# SOURCE MATERIAL
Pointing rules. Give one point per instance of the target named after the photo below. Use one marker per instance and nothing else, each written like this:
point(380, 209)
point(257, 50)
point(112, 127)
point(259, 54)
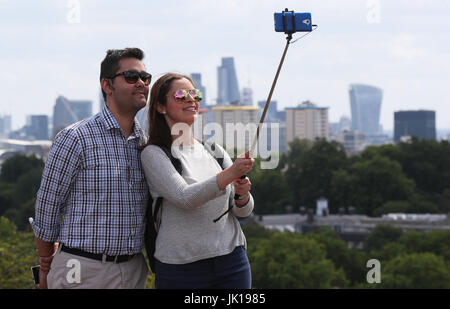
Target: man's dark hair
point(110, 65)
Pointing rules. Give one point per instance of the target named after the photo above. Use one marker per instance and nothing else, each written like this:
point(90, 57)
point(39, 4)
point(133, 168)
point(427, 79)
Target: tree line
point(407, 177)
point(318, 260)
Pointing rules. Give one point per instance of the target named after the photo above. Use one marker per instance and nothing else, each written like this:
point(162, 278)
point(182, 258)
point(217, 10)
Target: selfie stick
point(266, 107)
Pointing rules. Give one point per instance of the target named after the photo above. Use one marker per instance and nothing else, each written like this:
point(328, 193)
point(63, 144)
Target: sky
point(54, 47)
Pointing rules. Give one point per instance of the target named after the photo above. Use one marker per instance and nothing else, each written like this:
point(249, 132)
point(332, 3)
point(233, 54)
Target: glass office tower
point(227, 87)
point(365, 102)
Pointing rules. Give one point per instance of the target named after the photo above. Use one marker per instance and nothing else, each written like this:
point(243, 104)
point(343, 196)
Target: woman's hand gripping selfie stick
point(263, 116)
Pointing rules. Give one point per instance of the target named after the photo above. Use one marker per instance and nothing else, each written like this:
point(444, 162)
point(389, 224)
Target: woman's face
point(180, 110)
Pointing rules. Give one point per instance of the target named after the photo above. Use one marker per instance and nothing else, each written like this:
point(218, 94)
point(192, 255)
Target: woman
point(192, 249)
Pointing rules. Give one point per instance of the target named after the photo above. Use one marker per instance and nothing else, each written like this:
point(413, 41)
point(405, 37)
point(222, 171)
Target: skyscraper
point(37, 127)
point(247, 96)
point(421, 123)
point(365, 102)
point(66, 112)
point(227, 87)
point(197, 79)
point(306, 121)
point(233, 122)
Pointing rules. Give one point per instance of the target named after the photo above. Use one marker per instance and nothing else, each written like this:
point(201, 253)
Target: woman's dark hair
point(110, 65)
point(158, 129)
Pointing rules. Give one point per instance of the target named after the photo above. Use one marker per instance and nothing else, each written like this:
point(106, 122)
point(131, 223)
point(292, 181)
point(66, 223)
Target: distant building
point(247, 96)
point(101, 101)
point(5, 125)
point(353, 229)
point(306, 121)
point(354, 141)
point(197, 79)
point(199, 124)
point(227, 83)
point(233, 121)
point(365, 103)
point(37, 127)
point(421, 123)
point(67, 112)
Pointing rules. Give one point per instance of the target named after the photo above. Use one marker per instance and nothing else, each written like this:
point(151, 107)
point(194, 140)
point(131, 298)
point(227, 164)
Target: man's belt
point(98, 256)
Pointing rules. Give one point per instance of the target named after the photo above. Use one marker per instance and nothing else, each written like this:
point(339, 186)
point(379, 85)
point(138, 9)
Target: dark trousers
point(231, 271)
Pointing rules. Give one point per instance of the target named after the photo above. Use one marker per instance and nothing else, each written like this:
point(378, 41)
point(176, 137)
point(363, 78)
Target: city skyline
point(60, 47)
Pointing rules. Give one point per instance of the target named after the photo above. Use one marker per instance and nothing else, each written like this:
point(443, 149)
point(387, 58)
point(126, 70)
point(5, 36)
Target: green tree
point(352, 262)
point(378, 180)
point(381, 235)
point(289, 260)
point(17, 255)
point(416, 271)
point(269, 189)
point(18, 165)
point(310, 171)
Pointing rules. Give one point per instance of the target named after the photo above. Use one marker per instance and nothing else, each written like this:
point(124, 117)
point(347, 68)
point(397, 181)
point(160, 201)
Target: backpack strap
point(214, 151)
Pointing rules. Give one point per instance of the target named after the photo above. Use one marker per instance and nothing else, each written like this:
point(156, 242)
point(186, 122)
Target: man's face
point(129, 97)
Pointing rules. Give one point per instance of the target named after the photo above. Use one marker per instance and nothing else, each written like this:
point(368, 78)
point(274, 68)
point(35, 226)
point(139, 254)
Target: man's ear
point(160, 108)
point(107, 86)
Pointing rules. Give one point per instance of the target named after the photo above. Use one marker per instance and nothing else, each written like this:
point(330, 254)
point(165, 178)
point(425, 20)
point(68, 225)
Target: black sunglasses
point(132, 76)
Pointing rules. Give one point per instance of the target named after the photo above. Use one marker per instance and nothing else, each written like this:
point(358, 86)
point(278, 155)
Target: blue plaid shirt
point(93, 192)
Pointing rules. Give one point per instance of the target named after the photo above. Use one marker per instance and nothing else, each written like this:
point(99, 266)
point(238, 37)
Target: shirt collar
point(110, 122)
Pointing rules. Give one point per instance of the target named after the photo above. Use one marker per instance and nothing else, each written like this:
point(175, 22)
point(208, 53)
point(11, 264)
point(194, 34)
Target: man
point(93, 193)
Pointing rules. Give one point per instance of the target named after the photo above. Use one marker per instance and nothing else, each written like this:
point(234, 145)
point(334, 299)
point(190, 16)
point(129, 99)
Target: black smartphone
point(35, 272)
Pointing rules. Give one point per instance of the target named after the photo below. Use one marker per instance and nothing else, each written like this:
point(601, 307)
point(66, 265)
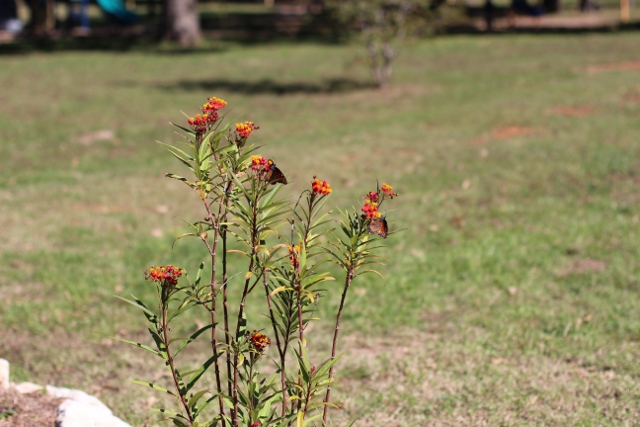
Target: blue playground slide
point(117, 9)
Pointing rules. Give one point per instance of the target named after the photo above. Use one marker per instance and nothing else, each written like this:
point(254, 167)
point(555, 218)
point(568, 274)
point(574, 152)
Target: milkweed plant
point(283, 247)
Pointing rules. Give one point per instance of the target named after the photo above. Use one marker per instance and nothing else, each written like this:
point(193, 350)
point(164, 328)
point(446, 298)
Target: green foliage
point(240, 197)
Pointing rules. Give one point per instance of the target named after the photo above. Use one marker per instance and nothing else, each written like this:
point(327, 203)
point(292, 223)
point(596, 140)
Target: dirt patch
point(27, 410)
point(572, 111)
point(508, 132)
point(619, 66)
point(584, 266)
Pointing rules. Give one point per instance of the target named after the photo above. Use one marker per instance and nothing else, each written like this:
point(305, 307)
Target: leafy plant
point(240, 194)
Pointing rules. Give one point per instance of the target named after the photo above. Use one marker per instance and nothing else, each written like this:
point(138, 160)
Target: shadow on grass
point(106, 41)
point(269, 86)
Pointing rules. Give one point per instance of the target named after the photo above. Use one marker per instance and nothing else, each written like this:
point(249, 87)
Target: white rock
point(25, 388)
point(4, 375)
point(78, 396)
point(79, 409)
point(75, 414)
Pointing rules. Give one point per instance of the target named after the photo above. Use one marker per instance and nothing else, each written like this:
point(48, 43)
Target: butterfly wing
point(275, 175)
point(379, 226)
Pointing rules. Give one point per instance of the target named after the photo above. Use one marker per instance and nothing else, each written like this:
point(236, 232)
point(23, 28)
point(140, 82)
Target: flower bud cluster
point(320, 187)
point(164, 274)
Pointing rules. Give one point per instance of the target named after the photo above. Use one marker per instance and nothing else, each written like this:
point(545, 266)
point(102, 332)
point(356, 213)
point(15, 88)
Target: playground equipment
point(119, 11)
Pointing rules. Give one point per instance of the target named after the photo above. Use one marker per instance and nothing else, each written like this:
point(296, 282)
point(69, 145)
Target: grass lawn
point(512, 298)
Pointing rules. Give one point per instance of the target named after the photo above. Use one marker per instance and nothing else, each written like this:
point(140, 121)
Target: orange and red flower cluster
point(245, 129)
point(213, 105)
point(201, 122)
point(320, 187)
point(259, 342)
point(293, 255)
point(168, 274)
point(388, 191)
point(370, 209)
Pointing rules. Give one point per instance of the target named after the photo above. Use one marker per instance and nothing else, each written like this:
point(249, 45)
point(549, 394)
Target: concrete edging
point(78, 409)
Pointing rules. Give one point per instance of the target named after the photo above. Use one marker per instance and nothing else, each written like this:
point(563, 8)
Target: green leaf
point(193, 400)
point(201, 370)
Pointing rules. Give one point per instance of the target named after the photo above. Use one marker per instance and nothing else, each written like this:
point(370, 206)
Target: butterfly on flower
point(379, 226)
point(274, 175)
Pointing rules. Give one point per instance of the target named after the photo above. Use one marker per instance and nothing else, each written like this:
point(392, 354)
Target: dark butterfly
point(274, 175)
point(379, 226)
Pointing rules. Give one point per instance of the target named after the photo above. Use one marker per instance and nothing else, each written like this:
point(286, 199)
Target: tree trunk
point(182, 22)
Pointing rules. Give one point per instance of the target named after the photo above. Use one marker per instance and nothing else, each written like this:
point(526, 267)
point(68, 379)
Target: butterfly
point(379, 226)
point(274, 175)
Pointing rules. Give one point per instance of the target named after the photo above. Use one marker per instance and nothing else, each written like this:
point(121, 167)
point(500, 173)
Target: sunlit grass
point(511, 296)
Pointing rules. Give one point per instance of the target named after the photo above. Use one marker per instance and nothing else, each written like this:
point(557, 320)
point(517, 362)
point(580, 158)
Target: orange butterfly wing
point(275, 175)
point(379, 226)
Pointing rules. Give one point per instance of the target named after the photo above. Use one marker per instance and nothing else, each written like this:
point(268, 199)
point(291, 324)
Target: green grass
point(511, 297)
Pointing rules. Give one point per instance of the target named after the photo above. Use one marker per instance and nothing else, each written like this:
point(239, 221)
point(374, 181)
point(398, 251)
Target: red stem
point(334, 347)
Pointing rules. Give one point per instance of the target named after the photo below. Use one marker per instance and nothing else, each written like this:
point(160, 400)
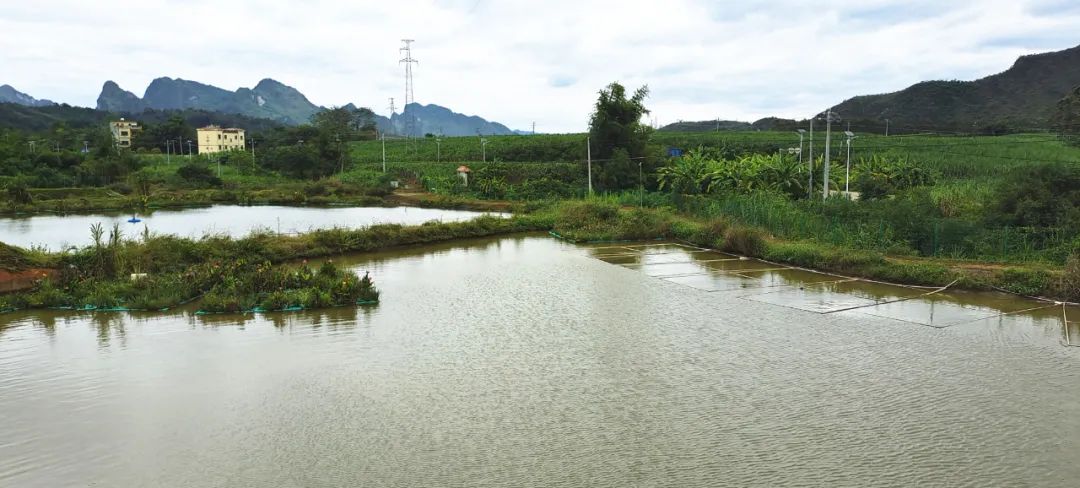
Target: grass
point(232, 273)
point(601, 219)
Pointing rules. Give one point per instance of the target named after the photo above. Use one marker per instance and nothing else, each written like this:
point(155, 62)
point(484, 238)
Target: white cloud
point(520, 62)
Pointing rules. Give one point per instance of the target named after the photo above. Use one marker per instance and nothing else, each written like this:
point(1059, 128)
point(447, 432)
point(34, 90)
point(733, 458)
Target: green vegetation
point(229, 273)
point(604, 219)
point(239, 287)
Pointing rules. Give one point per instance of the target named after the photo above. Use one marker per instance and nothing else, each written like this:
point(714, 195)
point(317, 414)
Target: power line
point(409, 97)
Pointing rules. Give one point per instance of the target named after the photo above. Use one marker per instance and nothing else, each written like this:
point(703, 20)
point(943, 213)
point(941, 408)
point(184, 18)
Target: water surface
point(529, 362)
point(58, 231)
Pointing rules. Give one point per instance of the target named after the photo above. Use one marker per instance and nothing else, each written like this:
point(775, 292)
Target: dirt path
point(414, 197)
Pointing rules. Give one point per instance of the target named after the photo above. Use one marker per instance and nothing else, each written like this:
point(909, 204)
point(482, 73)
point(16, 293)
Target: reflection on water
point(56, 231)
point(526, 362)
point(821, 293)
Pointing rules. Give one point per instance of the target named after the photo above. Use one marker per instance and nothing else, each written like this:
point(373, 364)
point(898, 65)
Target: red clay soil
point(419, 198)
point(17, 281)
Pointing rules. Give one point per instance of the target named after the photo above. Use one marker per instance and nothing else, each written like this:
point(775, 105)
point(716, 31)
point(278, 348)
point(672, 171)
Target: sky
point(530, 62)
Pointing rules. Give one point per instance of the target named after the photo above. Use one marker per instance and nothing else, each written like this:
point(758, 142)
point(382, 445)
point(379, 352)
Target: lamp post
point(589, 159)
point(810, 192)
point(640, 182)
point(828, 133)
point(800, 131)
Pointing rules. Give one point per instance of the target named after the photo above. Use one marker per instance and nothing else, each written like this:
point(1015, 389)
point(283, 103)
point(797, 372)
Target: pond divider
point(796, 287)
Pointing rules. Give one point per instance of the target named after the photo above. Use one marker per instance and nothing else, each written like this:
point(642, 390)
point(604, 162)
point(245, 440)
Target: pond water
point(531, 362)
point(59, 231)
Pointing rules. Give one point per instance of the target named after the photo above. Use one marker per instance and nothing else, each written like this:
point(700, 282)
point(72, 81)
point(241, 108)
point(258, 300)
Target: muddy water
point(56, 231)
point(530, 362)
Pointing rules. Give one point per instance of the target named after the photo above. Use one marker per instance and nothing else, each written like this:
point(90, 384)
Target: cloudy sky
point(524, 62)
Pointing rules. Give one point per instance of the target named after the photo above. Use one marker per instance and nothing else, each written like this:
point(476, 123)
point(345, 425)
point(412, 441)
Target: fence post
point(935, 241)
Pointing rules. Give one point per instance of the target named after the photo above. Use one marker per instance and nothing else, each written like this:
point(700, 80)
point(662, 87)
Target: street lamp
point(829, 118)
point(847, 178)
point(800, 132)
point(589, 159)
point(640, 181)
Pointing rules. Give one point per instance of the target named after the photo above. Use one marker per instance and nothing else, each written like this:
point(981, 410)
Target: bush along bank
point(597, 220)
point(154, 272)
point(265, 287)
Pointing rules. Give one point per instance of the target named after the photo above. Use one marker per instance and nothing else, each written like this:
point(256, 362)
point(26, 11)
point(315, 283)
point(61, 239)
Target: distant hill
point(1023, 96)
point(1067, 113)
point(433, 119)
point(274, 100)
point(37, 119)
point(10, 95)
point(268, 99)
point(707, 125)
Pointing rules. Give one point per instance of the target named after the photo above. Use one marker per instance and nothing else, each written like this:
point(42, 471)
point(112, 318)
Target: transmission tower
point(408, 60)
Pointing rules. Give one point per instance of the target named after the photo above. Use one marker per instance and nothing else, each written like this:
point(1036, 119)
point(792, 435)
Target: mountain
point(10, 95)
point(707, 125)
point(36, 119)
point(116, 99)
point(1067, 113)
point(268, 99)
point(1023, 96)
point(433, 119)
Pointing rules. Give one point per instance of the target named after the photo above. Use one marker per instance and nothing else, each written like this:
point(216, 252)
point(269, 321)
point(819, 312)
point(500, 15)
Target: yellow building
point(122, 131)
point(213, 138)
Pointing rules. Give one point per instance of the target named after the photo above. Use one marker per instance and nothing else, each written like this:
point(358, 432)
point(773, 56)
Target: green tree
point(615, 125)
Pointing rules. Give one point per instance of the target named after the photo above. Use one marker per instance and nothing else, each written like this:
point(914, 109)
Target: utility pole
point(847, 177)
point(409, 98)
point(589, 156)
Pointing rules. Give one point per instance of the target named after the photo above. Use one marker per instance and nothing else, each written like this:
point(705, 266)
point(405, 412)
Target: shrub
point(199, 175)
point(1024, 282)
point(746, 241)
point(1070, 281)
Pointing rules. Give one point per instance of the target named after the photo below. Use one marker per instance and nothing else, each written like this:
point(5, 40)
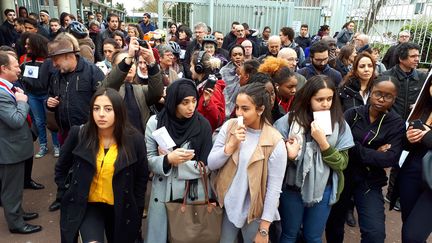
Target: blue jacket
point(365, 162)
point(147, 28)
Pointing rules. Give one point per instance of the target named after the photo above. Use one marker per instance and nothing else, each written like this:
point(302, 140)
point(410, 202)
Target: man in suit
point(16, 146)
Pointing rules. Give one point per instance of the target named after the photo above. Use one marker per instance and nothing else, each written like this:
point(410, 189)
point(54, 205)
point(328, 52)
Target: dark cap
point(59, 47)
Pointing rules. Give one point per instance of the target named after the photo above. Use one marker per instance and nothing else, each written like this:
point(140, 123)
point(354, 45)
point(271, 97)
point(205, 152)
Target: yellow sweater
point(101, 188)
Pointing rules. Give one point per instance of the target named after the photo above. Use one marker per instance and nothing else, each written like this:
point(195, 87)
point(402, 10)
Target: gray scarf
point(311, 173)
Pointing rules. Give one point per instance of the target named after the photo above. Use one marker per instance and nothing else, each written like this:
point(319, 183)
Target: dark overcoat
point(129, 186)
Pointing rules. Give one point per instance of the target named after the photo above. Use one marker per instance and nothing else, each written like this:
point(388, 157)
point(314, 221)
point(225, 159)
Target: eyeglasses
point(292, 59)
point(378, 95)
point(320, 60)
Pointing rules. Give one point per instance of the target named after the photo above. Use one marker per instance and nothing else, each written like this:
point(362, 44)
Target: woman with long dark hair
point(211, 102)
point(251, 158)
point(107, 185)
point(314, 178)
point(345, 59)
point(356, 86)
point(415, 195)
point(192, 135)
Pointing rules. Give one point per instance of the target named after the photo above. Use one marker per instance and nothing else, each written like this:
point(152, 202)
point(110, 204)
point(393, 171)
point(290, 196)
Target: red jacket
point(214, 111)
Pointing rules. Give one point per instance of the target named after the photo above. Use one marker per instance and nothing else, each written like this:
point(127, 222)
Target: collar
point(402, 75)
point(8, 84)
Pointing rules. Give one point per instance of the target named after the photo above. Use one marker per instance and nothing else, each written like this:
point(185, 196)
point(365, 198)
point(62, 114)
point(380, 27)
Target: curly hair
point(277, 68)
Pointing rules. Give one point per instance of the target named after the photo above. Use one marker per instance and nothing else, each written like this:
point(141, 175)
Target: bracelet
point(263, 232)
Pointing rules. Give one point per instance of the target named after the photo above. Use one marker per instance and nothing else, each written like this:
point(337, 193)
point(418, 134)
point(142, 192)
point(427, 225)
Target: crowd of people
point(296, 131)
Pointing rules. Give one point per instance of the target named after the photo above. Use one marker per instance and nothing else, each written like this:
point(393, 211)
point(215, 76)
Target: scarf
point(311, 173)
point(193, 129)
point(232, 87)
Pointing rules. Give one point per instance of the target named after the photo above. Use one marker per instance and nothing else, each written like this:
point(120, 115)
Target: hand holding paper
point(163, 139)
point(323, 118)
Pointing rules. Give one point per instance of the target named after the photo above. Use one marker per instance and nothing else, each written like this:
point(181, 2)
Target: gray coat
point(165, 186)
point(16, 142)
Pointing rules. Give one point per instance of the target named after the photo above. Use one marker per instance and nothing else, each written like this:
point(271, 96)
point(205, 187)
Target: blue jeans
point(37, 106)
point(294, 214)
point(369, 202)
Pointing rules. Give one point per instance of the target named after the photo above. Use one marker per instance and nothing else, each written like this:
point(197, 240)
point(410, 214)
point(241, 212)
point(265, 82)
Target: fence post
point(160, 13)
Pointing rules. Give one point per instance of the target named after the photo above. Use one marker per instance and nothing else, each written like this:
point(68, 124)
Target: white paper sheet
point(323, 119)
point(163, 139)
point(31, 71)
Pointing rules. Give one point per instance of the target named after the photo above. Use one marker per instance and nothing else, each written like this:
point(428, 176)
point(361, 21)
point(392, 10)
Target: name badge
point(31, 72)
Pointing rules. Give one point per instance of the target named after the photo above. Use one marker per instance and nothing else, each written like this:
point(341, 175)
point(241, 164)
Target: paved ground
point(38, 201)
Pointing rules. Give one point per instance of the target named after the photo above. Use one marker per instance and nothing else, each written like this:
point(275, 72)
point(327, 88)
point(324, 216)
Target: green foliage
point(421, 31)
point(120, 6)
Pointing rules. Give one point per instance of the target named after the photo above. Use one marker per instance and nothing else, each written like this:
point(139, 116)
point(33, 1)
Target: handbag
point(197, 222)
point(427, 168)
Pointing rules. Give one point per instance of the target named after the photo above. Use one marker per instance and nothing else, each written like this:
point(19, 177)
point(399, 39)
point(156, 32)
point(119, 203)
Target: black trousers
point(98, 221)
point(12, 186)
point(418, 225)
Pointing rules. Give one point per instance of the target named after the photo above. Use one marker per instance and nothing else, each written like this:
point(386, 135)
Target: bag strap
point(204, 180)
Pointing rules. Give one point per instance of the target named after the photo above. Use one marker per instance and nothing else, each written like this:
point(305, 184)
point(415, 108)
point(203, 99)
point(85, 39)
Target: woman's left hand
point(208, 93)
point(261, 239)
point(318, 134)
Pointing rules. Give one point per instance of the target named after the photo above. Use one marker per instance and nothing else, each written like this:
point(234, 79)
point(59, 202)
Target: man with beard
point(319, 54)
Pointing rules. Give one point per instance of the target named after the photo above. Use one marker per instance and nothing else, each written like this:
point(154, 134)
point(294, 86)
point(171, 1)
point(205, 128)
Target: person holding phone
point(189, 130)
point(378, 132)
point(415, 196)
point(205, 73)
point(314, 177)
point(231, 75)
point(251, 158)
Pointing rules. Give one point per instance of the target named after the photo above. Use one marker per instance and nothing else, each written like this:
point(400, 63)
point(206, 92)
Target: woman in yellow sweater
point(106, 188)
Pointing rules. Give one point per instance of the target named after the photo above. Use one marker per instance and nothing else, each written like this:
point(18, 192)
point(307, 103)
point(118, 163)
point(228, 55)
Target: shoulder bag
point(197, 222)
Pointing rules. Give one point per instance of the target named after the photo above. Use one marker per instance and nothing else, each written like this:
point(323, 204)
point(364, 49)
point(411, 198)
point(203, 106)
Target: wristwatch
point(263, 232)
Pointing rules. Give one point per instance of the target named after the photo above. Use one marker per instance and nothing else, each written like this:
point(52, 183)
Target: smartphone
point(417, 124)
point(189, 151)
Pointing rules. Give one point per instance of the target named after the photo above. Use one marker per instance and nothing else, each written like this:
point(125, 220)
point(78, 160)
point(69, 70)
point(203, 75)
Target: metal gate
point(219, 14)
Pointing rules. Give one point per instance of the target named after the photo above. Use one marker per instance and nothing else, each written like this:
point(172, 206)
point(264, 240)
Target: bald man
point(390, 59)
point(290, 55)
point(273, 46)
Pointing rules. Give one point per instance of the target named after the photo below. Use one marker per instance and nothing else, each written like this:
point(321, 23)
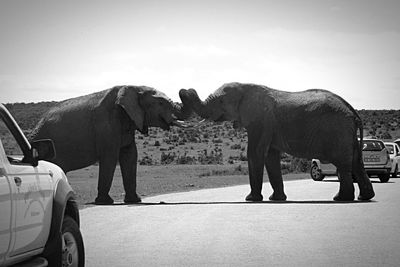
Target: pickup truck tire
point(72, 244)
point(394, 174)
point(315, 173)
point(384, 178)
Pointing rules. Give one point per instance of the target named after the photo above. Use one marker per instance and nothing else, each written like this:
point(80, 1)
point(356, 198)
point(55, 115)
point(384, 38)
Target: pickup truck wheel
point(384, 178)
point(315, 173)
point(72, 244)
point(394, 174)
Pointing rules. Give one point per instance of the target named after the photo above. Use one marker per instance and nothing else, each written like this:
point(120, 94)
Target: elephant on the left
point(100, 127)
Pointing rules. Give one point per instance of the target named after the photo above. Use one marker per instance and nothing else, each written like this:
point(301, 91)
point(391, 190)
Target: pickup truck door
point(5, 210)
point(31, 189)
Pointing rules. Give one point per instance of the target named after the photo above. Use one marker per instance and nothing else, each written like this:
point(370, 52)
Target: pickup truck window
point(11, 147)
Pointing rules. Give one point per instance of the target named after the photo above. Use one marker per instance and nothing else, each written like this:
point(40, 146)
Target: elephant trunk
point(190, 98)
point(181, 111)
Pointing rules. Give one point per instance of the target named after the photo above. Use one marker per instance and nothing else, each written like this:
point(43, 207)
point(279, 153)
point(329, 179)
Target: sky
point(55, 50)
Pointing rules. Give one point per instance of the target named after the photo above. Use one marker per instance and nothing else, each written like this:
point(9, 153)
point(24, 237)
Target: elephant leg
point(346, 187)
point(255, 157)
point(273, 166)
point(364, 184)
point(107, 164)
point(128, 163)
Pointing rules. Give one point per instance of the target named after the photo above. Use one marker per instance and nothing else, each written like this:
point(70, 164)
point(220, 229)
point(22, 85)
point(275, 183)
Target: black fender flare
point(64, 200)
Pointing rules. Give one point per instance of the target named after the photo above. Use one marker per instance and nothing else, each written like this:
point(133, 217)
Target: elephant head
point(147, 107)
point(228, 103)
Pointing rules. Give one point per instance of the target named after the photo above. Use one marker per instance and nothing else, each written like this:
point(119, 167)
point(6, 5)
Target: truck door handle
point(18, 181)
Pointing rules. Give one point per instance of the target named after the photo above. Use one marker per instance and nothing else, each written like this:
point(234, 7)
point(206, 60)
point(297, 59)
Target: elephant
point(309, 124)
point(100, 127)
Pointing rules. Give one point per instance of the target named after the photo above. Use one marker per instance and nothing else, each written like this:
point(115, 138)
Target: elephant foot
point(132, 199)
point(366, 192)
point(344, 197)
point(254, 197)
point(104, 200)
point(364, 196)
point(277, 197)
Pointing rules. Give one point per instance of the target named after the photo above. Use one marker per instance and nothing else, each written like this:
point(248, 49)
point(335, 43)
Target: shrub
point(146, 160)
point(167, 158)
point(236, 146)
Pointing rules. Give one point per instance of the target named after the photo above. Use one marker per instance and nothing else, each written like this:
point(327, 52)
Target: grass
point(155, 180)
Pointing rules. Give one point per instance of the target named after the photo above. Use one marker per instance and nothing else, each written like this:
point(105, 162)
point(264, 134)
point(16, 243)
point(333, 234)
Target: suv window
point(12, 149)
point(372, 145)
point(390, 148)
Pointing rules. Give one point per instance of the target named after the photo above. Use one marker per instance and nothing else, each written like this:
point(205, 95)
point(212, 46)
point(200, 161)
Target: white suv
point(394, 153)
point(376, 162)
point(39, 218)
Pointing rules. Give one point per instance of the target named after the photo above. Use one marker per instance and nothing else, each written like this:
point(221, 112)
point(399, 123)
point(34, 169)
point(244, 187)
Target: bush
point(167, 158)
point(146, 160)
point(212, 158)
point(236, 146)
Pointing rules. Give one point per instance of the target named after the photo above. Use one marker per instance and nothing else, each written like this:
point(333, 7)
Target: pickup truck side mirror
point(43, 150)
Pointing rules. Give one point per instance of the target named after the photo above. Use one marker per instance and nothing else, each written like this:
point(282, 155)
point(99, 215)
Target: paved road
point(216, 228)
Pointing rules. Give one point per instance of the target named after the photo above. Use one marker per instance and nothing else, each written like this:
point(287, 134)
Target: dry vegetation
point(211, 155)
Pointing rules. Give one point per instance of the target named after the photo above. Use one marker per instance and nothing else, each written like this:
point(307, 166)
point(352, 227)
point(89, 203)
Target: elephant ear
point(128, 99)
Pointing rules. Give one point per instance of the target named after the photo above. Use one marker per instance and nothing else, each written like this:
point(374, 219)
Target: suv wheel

# DESCRIPTION OF THE TASK
Return the material word for word, from its first line through the line containing "point(263, 116)". Leave the pictures out.

# EXERCISE RESULT
Pointing rules. Give one point per instance of the target named after the photo below. Use one marker per instance and nothing else, each written like this:
point(380, 209)
point(257, 50)
point(112, 127)
point(259, 54)
Target: man's dark hair
point(110, 65)
Pointing rules. Give one point per instance of the target named after the photo above. Use one marker per instance and nothing else, each written like this:
point(90, 57)
point(39, 4)
point(133, 168)
point(427, 79)
Target: tree line
point(407, 177)
point(318, 260)
Pointing rules. Give one point per instance of the target named after the photo above. Use one marker per instance and nothing else, each written like this:
point(162, 278)
point(182, 258)
point(217, 10)
Target: selfie stick
point(266, 107)
Pointing rules. Give one point per instance of the target named after the photo above. Use one marker per instance and nothing else, each written like this:
point(328, 193)
point(63, 144)
Target: sky
point(54, 47)
Pointing rules. Give one point per instance of the target named after the photo above. Use one marker per instance and nothing else, each written like this:
point(249, 132)
point(332, 3)
point(233, 54)
Target: glass office tower
point(227, 87)
point(365, 102)
Pointing rules. Give one point per instance of the target named after the photo above. Use one marker per instance and nothing else, each written like this:
point(243, 104)
point(343, 196)
Target: woman's hand gripping selfie stick
point(263, 116)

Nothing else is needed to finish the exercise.